* [RECORDED INFORMATION]

===============

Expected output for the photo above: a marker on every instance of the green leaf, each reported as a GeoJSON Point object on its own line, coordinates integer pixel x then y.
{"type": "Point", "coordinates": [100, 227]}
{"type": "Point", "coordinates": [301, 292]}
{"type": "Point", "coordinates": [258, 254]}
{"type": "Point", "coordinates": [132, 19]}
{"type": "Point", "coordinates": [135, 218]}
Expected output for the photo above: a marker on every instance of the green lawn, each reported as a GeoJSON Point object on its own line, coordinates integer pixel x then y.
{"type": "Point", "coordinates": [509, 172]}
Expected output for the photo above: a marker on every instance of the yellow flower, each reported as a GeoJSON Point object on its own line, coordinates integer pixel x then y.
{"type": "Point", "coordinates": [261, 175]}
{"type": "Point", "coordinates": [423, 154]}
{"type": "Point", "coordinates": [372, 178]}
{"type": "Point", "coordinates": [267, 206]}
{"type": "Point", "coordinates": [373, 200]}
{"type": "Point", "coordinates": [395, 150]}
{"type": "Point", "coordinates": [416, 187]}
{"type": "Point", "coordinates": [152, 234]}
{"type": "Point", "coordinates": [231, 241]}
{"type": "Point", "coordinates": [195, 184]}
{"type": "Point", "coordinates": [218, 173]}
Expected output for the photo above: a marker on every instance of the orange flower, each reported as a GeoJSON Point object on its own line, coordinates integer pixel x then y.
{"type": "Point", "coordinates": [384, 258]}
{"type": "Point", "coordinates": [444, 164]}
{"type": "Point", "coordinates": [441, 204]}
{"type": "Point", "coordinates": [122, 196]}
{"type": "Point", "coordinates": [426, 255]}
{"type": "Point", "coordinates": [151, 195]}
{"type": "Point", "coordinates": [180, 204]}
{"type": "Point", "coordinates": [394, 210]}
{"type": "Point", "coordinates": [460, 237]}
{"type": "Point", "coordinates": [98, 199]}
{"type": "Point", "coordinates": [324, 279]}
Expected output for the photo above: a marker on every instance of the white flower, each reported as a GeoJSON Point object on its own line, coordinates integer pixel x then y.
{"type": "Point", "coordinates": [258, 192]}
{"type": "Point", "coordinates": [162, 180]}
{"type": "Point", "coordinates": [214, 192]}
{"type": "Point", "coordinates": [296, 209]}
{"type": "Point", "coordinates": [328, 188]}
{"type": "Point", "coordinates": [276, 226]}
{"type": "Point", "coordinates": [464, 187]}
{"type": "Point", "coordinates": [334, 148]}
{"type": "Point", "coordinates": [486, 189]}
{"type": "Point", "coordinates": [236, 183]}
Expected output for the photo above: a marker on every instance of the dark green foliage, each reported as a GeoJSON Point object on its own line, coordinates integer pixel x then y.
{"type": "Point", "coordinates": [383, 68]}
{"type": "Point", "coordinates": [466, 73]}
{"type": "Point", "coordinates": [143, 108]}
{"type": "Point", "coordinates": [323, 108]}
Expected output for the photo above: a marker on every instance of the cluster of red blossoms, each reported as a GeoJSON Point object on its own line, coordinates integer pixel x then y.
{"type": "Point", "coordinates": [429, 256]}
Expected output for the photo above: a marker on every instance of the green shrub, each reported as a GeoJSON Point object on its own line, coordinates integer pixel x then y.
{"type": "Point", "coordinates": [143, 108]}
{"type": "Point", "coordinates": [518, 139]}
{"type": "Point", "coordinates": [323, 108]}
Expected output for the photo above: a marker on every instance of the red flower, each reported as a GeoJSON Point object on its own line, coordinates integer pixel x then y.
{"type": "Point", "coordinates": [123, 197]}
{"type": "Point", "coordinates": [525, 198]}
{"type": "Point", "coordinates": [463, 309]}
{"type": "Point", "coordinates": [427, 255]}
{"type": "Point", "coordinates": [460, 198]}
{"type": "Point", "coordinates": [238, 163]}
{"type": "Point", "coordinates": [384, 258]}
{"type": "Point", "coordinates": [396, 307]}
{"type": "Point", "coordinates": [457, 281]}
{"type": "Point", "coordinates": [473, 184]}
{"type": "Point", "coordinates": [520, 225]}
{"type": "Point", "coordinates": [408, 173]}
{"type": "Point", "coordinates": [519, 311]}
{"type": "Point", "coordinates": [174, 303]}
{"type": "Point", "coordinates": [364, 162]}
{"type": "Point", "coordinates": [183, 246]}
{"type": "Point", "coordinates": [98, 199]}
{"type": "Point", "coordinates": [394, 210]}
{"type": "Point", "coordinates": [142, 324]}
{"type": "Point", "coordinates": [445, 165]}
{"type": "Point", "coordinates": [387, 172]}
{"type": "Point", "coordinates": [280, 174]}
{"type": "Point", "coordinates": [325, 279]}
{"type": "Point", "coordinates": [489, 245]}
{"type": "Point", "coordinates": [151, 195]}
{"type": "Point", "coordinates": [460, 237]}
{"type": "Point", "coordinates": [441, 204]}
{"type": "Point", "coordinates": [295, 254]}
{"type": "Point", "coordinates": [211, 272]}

===============

* [AIM OF THE TASK]
Reproduce all data above, unchanged.

* [RESPONSE]
Expected output for the photo above: a marker on every instance of the green leaf, each reported as a GeoJSON Point object on its own line, coordinates integer pixel x then y.
{"type": "Point", "coordinates": [100, 227]}
{"type": "Point", "coordinates": [301, 292]}
{"type": "Point", "coordinates": [258, 254]}
{"type": "Point", "coordinates": [132, 19]}
{"type": "Point", "coordinates": [135, 218]}
Expected output for the photo above: a marker on every instance of the green lawn, each reported as a GeoJSON Point object on its own line, coordinates integer pixel x then y.
{"type": "Point", "coordinates": [509, 172]}
Expected output for the photo above: a marker on every instance of the yellow flower, each reported as a GeoJSON Point object on its own line, coordinates integer pixel x then y.
{"type": "Point", "coordinates": [261, 175]}
{"type": "Point", "coordinates": [423, 154]}
{"type": "Point", "coordinates": [372, 178]}
{"type": "Point", "coordinates": [267, 206]}
{"type": "Point", "coordinates": [373, 200]}
{"type": "Point", "coordinates": [395, 150]}
{"type": "Point", "coordinates": [416, 187]}
{"type": "Point", "coordinates": [152, 234]}
{"type": "Point", "coordinates": [231, 241]}
{"type": "Point", "coordinates": [195, 184]}
{"type": "Point", "coordinates": [218, 173]}
Expected output for the photo above: a marker on every instance of the orange flower, each reported as a GeoJSON Point object on its own line, coordinates integer pixel x then y.
{"type": "Point", "coordinates": [384, 258]}
{"type": "Point", "coordinates": [444, 164]}
{"type": "Point", "coordinates": [441, 204]}
{"type": "Point", "coordinates": [122, 196]}
{"type": "Point", "coordinates": [426, 255]}
{"type": "Point", "coordinates": [151, 195]}
{"type": "Point", "coordinates": [180, 204]}
{"type": "Point", "coordinates": [394, 210]}
{"type": "Point", "coordinates": [460, 237]}
{"type": "Point", "coordinates": [98, 199]}
{"type": "Point", "coordinates": [324, 279]}
Expected output for the photo above: a marker on every instance of the white flower, each reported as a GeoJSON Point object on its own line, coordinates integer pixel x then y.
{"type": "Point", "coordinates": [258, 192]}
{"type": "Point", "coordinates": [162, 180]}
{"type": "Point", "coordinates": [214, 192]}
{"type": "Point", "coordinates": [296, 209]}
{"type": "Point", "coordinates": [328, 188]}
{"type": "Point", "coordinates": [276, 226]}
{"type": "Point", "coordinates": [464, 187]}
{"type": "Point", "coordinates": [334, 148]}
{"type": "Point", "coordinates": [486, 189]}
{"type": "Point", "coordinates": [236, 183]}
Expected output for the photo above: a marker on every instance of the dark green foliage, each reported as a GeoJSON Point object on its own line, coordinates integer pixel x then y.
{"type": "Point", "coordinates": [383, 68]}
{"type": "Point", "coordinates": [466, 73]}
{"type": "Point", "coordinates": [143, 108]}
{"type": "Point", "coordinates": [323, 108]}
Expected output for the photo above: a marker on every instance of the cluster of red blossoms, each reported as a GeoJSON Point object on its own line, coordinates integer pixel x then y.
{"type": "Point", "coordinates": [429, 256]}
Expected output for the photo above: a marker on every instance of the green shrub, each reported as a GeoJSON Point object on its own line, coordinates integer pixel x then y.
{"type": "Point", "coordinates": [143, 108]}
{"type": "Point", "coordinates": [518, 139]}
{"type": "Point", "coordinates": [323, 108]}
Expected output for the photo above: a marker on every instance of the red flower, each reported as a GeoJSON Point object on its own line, coordinates integer pixel x then y.
{"type": "Point", "coordinates": [123, 197]}
{"type": "Point", "coordinates": [525, 198]}
{"type": "Point", "coordinates": [463, 309]}
{"type": "Point", "coordinates": [427, 255]}
{"type": "Point", "coordinates": [460, 198]}
{"type": "Point", "coordinates": [238, 163]}
{"type": "Point", "coordinates": [384, 258]}
{"type": "Point", "coordinates": [396, 307]}
{"type": "Point", "coordinates": [457, 281]}
{"type": "Point", "coordinates": [473, 184]}
{"type": "Point", "coordinates": [520, 225]}
{"type": "Point", "coordinates": [408, 173]}
{"type": "Point", "coordinates": [519, 311]}
{"type": "Point", "coordinates": [174, 303]}
{"type": "Point", "coordinates": [364, 162]}
{"type": "Point", "coordinates": [183, 246]}
{"type": "Point", "coordinates": [98, 199]}
{"type": "Point", "coordinates": [394, 210]}
{"type": "Point", "coordinates": [142, 324]}
{"type": "Point", "coordinates": [445, 165]}
{"type": "Point", "coordinates": [387, 172]}
{"type": "Point", "coordinates": [280, 174]}
{"type": "Point", "coordinates": [325, 279]}
{"type": "Point", "coordinates": [489, 245]}
{"type": "Point", "coordinates": [151, 195]}
{"type": "Point", "coordinates": [460, 237]}
{"type": "Point", "coordinates": [441, 204]}
{"type": "Point", "coordinates": [295, 254]}
{"type": "Point", "coordinates": [211, 272]}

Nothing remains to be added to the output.